▶ **DESCRIPTION OF THE TASK**
From the listing below, pick out each line with the word "Note".
--- DATASET EXCERPTS Enclosed Below ---
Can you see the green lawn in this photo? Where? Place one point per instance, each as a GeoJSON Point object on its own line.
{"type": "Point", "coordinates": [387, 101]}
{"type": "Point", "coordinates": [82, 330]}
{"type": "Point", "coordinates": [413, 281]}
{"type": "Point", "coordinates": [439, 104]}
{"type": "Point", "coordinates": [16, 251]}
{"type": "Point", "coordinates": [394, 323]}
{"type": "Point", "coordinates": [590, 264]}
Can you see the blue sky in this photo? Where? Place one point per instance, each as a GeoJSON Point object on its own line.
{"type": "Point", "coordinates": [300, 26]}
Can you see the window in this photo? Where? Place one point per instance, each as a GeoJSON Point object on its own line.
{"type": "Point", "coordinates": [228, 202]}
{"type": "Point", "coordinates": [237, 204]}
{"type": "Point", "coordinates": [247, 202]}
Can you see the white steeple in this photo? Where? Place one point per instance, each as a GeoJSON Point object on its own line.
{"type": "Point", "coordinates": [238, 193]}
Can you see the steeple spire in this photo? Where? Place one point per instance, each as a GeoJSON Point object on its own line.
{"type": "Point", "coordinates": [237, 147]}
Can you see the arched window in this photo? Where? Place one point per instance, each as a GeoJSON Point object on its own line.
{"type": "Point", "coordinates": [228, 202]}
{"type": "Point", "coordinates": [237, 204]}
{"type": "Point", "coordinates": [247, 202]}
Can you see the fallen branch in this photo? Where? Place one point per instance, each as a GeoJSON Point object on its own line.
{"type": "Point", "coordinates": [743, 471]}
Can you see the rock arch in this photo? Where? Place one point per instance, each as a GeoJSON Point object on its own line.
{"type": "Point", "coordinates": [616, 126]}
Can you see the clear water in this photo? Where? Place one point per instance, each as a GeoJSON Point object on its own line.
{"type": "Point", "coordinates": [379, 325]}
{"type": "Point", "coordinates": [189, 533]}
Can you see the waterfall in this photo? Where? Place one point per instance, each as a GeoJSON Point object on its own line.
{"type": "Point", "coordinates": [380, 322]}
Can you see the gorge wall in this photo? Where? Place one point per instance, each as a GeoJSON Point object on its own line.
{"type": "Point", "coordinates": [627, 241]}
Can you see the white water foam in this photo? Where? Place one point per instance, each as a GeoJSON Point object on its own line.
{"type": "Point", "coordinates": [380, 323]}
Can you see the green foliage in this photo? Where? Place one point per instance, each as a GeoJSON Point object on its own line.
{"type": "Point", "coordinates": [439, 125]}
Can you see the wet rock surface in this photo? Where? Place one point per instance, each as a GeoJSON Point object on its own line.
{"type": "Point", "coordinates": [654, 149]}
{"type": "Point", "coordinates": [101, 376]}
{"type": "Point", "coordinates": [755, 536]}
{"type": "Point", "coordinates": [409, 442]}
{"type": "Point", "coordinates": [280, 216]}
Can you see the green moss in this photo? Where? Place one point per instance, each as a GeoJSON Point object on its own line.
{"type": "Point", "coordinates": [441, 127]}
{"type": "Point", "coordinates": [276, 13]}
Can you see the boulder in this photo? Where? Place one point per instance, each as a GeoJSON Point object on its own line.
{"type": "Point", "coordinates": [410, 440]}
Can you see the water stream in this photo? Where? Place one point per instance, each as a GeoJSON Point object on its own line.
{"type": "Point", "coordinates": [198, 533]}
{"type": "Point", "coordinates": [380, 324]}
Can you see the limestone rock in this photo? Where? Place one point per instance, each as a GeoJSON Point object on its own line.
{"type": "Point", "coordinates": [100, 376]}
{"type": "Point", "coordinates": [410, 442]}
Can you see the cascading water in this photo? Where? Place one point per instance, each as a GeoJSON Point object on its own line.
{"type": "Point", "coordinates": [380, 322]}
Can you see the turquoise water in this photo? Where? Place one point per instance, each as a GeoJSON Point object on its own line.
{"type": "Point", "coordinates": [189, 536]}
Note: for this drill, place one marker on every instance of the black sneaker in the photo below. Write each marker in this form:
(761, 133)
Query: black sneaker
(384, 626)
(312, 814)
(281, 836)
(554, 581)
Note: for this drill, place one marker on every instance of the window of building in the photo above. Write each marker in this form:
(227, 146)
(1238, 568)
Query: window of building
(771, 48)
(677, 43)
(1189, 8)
--- End of Enclosed DATASET EXCERPTS ---
▶ **EXERCISE RESPONSE**
Note: for this drill, place one marker on every instance of the black sneaker in the photo below. Write each marker in this form:
Note: for this drill, place one marker on every instance of the window of building in the photo above. Write each marker in this form:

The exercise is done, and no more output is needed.